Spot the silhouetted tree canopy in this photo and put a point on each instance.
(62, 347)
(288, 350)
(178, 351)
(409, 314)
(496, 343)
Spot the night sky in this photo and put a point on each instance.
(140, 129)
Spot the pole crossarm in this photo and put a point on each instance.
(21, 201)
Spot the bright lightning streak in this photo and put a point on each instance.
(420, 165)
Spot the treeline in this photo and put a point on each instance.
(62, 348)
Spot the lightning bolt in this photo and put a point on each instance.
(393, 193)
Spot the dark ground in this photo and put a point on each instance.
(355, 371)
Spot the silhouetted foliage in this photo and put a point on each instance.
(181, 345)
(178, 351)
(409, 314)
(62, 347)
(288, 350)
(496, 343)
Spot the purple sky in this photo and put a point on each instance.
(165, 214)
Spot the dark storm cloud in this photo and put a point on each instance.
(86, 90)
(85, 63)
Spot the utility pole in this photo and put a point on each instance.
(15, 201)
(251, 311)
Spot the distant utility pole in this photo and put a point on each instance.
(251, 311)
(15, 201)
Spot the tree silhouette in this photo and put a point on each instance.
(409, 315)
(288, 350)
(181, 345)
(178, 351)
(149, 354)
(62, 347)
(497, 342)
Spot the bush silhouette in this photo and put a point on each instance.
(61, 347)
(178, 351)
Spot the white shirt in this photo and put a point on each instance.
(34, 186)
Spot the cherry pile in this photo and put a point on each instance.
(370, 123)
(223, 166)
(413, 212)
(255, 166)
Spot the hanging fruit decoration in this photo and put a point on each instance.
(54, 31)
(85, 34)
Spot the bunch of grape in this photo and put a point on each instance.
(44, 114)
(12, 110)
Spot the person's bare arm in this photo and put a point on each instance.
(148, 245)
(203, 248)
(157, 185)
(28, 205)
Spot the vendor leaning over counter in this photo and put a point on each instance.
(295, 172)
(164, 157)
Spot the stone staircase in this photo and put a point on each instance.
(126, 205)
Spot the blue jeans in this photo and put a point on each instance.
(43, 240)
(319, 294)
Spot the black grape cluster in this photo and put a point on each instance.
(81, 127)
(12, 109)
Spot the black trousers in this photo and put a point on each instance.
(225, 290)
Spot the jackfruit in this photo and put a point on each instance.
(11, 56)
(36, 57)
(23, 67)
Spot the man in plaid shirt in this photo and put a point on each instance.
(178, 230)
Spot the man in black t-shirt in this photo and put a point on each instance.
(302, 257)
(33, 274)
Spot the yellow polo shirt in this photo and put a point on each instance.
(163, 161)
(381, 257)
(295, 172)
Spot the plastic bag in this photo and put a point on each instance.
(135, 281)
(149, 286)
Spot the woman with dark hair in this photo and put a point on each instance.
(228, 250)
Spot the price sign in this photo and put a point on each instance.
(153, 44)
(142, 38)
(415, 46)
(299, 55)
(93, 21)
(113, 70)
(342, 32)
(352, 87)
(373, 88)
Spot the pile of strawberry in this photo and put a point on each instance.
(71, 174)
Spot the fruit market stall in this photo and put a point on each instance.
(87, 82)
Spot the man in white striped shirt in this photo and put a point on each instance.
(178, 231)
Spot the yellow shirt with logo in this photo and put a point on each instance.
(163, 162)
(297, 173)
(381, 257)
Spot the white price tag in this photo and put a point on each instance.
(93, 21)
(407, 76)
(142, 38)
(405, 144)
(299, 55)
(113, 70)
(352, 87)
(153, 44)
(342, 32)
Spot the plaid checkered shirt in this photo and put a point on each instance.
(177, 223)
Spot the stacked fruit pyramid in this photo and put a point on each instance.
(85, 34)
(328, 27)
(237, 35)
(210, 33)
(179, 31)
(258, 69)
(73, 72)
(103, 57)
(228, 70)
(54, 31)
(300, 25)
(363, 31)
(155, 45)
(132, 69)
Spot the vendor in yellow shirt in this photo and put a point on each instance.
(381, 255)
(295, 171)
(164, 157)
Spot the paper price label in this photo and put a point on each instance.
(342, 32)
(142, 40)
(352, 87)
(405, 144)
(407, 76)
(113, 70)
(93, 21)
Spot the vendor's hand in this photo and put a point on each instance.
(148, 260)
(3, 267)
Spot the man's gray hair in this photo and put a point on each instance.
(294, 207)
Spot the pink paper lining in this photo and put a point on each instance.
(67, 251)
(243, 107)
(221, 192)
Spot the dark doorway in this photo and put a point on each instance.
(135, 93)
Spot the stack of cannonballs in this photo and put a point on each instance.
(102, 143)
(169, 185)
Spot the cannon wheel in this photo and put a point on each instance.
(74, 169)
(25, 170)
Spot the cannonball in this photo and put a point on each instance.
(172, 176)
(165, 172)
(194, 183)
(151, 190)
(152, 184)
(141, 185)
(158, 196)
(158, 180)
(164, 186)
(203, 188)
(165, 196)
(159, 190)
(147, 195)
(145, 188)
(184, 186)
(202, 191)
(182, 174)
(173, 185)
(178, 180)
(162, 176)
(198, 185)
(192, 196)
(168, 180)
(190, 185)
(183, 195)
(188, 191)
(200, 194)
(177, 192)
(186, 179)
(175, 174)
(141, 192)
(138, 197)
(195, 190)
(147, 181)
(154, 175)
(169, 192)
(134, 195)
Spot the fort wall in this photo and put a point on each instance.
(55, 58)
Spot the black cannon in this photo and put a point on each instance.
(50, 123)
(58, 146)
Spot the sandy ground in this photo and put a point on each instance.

» Required work
Reproduce each entry exactly, leaving out nothing.

» Exercise response
Spot the silhouetted tree canopy in this photo and put a point on each instance.
(62, 347)
(288, 350)
(178, 351)
(409, 314)
(496, 343)
Spot the night sky in this photo and put a point on each instance.
(140, 129)
Spot the pole crossarm in this photo and put a point on each instance.
(21, 201)
Spot the bright lightning streak in this photo and put a point on each instance.
(420, 165)
Spot the treeline in this photo and put a point on each instance.
(62, 348)
Spot the lightning bolt in this photo and put a point on each instance.
(393, 193)
Spot the dark ground in this photo and put a point on each instance.
(355, 371)
Spot the silhouetted foliage in this photo and put a point on each instance.
(181, 345)
(178, 351)
(409, 314)
(62, 347)
(288, 350)
(496, 343)
Spot the purple sky in this photo and put a point on each instance.
(165, 214)
Spot the dark storm cloud in this photo and put a point on each instance.
(86, 90)
(85, 63)
Spot the utility pole in this photo and put a point on each instance.
(15, 201)
(251, 311)
Spot the distant utility pole in this photo and put a point on each instance.
(251, 311)
(15, 201)
Spot the tree silhouette in this photo and put a point on each instance.
(409, 315)
(288, 350)
(181, 345)
(178, 351)
(149, 354)
(62, 347)
(497, 342)
Spot the bush silhouette in this photo and put a point on each instance.
(61, 347)
(178, 351)
Spot the white shirt in this photo and put a point on each instance.
(34, 186)
Spot the cherry pile in this photo and put a point on each instance.
(370, 123)
(223, 166)
(413, 212)
(255, 166)
Spot the hanging fruit decoration in this photo and put a point on each instance.
(54, 31)
(85, 34)
Spot the bunch of grape in this photo and put a point on each instance.
(44, 114)
(12, 110)
Spot the person's bare arm in this photo and put a point on each instance.
(148, 245)
(203, 248)
(157, 185)
(28, 205)
Spot the vendor leaning over counter in this photo and put a point on each instance.
(295, 172)
(164, 157)
Spot the stone staircase in this photo and put a point on each instance.
(126, 205)
Spot the blue jeans in this photo and put a point on each instance.
(43, 240)
(319, 294)
Spot the black grape cluster in this photo and put a point on each instance.
(81, 127)
(12, 109)
Spot the black trousers in this photo and put a point on each instance.
(225, 290)
Spot the jackfruit in this photo and put a point on each instance.
(11, 56)
(36, 57)
(23, 67)
Spot the man in plaid shirt in this photo and put a point on each instance.
(178, 230)
Spot the man in black t-shirt in this photo and put a point on each instance.
(302, 257)
(33, 274)
Spot the yellow polo shirt in this photo and put a point on each instance.
(163, 161)
(381, 257)
(295, 172)
Spot the plastic bag in this photo and put a point on each instance.
(135, 281)
(149, 286)
Spot the woman with dark hair in this photo and put a point on each instance.
(228, 250)
Spot the price sign in this photo and put a point on each instance.
(153, 44)
(142, 38)
(415, 46)
(299, 55)
(93, 21)
(113, 70)
(342, 32)
(352, 87)
(373, 88)
Spot the pile of strawberry in this photo and put a point on each instance.
(71, 174)
Spot the fruit market stall in this photo and put a point on each instance.
(87, 82)
Spot the man in white striped shirt in this photo and put a point on each instance.
(178, 231)
Spot the yellow shirt with logo in this photo and put a point on each instance.
(163, 162)
(297, 173)
(381, 257)
Spot the white price tag in this photo and put a point on each instance.
(93, 21)
(407, 76)
(142, 38)
(405, 144)
(299, 55)
(113, 70)
(352, 87)
(153, 44)
(342, 32)
Spot the plaid checkered shirt in this photo and put a point on each instance.
(177, 223)
Spot the stacked fruit pyramid in this photo and put a point on each instance.
(85, 34)
(328, 27)
(237, 35)
(210, 33)
(179, 31)
(258, 69)
(73, 72)
(103, 57)
(228, 70)
(54, 31)
(300, 25)
(363, 31)
(155, 45)
(132, 69)
Spot the vendor in yellow shirt in this photo and put a point on each instance.
(381, 255)
(295, 171)
(164, 157)
Spot the paper price label in this photo and put a point on each instance.
(342, 32)
(142, 40)
(352, 87)
(405, 144)
(407, 76)
(113, 70)
(93, 21)
Spot the vendor's hand in this photo and put a point on each instance.
(148, 260)
(3, 267)
Spot the man's gray hair in this photo and put a point on each instance.
(294, 207)
Spot the pink paper lining in this photo and put a point on each instance.
(67, 251)
(243, 107)
(221, 192)
Spot the dark doorway in this photo and put a point on each instance.
(135, 93)
Spot the stack of cannonballs in this photo and put a point on each instance.
(102, 143)
(169, 185)
Spot the cannon wheel in this photo and put a point on each instance.
(74, 169)
(25, 170)
Spot the cannonball in this photo and put a point on each instance.
(172, 176)
(165, 172)
(194, 183)
(151, 190)
(152, 184)
(141, 185)
(158, 196)
(158, 180)
(164, 186)
(203, 188)
(165, 196)
(159, 190)
(147, 195)
(145, 188)
(184, 186)
(202, 191)
(182, 174)
(173, 185)
(178, 180)
(162, 176)
(198, 185)
(192, 196)
(168, 180)
(190, 185)
(183, 195)
(188, 191)
(200, 194)
(177, 192)
(186, 179)
(175, 174)
(141, 192)
(138, 197)
(195, 190)
(147, 181)
(154, 175)
(169, 192)
(134, 195)
Spot the fort wall in this photo and put a point on each instance.
(55, 58)
Spot the black cannon in this photo and put a point on each instance.
(50, 123)
(58, 146)
Spot the sandy ground in this photo and put a point on each instance.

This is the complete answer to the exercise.